■ Brief ■
For the word "lift", count the lines of the data that include it and give only the total.

[Stored data entries]
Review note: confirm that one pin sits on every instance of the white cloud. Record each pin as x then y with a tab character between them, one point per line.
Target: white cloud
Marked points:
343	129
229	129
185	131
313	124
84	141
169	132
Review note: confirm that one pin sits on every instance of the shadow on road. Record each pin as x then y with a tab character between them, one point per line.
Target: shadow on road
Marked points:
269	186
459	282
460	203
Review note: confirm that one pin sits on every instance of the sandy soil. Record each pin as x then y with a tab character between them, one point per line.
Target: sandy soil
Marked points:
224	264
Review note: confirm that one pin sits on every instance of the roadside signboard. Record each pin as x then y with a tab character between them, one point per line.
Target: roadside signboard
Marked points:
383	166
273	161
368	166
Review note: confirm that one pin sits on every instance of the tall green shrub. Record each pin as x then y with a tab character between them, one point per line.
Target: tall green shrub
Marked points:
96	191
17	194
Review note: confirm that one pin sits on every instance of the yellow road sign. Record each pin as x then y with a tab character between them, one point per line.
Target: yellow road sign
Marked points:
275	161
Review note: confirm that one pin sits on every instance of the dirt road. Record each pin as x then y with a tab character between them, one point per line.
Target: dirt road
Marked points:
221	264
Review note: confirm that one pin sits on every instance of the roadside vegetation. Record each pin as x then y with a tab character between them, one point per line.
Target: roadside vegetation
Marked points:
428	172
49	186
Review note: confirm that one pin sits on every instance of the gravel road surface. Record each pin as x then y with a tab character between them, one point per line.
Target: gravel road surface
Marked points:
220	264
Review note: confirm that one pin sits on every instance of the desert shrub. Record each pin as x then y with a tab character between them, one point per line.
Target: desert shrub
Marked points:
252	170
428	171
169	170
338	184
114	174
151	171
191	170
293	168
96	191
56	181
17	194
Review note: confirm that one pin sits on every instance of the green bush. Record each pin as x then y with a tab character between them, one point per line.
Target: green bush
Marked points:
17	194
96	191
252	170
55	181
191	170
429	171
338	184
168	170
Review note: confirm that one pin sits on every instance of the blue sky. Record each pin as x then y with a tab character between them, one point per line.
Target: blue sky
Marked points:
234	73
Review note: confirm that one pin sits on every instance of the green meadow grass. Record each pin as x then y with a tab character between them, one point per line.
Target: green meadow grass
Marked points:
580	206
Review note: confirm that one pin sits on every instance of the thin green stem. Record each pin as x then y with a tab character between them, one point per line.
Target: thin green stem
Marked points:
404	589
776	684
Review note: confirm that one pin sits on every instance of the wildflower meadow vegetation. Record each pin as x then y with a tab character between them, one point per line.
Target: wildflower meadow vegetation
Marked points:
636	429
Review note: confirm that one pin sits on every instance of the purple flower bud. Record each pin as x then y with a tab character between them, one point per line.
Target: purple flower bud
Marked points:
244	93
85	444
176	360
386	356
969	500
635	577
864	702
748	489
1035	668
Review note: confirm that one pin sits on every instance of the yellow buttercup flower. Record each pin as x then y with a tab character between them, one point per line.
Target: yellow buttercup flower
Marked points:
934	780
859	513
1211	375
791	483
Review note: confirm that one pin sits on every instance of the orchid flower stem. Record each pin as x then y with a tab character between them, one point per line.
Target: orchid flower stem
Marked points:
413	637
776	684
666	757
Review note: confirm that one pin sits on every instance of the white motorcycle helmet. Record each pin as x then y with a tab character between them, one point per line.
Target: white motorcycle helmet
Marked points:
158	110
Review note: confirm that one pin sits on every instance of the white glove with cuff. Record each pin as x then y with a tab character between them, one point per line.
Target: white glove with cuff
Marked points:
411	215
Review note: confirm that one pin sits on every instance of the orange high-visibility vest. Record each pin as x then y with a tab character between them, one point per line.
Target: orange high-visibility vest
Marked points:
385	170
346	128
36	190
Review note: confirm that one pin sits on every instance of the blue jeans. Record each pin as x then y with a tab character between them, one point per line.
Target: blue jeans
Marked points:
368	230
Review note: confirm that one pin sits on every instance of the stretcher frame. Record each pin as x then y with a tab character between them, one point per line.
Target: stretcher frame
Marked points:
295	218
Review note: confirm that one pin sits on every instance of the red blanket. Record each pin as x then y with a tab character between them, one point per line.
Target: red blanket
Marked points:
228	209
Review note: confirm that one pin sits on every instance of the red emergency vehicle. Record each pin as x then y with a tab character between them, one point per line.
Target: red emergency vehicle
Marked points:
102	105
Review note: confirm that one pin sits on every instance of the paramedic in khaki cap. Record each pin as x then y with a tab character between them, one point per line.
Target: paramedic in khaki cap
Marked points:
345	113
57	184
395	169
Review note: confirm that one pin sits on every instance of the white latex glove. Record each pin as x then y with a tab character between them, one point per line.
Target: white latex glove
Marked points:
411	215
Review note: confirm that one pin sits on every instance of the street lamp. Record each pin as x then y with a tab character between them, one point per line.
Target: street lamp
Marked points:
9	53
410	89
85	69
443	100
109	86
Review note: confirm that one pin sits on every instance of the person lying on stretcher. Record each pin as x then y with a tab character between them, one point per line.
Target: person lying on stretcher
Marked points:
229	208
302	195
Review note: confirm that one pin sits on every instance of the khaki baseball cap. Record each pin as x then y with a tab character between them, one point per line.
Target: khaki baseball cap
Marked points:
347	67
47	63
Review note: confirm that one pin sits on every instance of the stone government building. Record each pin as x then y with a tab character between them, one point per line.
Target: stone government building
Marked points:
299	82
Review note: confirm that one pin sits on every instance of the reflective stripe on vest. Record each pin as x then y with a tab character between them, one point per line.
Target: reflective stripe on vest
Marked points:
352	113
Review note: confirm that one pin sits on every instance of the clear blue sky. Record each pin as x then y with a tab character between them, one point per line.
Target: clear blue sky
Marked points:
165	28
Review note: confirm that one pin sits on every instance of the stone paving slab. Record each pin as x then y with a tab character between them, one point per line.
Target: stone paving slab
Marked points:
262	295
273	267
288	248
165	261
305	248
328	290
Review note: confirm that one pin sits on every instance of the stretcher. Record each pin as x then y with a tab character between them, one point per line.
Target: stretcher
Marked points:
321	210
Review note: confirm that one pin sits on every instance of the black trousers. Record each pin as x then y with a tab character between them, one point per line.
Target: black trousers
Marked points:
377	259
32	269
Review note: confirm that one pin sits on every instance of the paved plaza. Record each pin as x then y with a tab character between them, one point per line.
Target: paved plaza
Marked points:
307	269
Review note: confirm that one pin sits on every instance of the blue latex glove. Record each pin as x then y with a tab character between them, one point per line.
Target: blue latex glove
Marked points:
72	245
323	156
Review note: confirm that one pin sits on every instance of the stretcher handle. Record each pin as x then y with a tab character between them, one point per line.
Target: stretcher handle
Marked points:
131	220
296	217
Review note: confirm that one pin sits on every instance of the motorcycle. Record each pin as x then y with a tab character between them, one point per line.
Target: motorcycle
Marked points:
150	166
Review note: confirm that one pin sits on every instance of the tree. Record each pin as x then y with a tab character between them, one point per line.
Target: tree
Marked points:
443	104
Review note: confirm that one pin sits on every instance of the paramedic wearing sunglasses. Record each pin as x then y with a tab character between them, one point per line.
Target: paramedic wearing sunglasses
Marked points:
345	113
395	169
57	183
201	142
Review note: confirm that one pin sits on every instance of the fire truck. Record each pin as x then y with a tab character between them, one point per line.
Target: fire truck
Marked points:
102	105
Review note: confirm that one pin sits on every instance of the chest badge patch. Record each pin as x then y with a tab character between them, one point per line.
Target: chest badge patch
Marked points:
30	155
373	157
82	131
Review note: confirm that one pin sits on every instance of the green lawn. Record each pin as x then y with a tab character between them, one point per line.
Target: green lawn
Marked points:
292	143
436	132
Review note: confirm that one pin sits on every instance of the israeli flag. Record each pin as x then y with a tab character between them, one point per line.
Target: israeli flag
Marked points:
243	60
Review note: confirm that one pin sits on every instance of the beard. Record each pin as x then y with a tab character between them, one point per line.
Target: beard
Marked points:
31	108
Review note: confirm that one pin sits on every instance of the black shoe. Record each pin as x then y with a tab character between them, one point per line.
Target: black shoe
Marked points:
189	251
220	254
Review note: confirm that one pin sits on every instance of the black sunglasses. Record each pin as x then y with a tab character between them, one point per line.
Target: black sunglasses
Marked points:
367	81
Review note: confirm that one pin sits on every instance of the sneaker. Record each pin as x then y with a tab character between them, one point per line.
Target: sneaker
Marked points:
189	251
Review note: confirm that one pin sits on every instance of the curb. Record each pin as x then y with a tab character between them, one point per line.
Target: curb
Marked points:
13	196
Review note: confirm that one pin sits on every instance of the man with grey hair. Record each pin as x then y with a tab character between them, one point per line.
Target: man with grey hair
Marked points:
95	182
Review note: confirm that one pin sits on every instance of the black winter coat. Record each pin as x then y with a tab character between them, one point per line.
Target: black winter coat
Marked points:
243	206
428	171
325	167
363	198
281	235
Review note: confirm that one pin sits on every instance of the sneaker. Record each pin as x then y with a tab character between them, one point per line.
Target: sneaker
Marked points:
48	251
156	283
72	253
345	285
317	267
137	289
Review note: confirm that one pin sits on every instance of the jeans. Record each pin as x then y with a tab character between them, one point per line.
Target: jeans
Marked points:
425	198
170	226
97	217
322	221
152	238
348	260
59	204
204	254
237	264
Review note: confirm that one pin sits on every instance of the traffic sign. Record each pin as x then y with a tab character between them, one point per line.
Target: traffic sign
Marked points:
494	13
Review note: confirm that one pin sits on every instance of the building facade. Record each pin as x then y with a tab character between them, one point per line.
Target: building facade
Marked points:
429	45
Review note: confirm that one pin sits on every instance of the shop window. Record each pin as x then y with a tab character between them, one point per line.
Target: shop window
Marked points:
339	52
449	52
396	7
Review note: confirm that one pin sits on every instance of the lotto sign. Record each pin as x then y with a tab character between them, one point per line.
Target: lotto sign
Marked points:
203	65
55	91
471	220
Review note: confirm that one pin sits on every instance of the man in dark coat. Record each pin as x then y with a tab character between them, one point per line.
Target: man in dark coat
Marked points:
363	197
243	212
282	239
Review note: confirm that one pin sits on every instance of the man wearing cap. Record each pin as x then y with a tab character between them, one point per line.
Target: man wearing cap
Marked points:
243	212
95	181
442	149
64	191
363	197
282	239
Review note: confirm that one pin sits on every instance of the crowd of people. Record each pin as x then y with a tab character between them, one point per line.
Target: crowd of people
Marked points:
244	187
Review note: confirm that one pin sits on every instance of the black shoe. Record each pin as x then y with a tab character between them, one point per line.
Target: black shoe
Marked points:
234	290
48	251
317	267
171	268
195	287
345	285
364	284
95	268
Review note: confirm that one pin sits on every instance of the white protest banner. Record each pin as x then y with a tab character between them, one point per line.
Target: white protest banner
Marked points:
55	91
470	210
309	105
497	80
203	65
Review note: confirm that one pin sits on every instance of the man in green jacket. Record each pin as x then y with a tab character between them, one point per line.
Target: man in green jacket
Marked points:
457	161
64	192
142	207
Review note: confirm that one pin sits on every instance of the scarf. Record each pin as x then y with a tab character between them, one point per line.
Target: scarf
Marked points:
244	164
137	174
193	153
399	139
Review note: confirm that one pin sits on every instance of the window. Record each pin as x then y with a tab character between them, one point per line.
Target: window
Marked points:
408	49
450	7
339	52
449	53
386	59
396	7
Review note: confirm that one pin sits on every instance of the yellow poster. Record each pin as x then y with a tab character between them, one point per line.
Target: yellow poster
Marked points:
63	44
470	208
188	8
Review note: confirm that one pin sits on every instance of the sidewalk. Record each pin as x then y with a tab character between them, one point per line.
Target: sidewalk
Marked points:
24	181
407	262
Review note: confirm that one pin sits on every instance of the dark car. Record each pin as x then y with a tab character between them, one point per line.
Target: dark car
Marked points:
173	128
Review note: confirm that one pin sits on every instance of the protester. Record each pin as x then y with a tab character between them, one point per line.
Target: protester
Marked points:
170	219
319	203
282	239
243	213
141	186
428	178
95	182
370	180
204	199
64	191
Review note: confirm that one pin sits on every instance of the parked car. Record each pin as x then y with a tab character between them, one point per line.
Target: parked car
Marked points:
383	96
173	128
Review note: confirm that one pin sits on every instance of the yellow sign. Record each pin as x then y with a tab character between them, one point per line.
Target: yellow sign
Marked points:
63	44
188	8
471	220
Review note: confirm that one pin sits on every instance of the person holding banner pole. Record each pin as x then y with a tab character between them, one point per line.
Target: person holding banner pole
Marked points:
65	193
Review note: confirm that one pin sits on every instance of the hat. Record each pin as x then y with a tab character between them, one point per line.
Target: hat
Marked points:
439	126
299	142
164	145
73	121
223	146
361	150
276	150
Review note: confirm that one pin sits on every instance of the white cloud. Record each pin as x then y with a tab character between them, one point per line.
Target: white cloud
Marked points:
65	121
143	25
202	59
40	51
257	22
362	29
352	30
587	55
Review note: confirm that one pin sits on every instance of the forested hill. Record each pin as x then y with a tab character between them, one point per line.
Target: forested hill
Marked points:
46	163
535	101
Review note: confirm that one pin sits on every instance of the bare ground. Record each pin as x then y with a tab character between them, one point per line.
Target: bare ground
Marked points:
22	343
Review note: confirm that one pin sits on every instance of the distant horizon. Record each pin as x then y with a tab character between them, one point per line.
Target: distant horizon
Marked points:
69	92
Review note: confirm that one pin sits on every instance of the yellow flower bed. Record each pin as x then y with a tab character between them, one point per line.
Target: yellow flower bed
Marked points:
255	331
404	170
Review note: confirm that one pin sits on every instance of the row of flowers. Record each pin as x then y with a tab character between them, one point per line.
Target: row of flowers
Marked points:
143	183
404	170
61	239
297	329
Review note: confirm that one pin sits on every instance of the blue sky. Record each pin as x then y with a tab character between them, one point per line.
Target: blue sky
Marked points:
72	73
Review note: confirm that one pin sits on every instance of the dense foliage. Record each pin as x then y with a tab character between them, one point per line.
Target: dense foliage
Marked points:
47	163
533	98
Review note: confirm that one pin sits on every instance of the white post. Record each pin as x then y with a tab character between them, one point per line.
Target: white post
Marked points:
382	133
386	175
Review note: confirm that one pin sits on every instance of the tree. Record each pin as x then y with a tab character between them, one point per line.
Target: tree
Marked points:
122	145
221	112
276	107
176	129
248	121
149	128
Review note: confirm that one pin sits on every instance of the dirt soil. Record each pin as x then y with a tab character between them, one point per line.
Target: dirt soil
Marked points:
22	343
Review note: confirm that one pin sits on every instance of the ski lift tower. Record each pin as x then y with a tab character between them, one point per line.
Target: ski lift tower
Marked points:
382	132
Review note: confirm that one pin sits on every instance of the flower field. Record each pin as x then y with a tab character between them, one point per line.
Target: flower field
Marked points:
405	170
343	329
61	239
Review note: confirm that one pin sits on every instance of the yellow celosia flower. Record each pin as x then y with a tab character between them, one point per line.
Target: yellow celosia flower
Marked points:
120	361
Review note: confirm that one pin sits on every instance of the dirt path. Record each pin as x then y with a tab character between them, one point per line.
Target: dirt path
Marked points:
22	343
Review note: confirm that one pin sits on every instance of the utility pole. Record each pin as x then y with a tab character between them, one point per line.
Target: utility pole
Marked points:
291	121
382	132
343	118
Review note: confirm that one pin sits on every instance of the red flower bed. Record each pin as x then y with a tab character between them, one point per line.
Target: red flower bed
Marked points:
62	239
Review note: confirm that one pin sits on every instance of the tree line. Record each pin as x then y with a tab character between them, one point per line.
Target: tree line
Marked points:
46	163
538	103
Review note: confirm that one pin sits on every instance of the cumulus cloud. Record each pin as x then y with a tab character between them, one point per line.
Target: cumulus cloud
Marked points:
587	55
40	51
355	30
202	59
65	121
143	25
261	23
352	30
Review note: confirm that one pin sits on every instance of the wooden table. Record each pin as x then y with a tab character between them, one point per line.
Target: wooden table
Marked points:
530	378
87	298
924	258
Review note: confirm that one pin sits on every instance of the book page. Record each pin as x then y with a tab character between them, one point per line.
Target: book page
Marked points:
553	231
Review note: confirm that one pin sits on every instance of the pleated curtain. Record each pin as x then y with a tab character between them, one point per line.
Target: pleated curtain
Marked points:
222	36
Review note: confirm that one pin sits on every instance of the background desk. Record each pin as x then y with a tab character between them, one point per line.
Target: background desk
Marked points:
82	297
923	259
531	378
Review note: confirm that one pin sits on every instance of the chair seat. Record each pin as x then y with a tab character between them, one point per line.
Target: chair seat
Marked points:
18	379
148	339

■ Reply to the task ■
2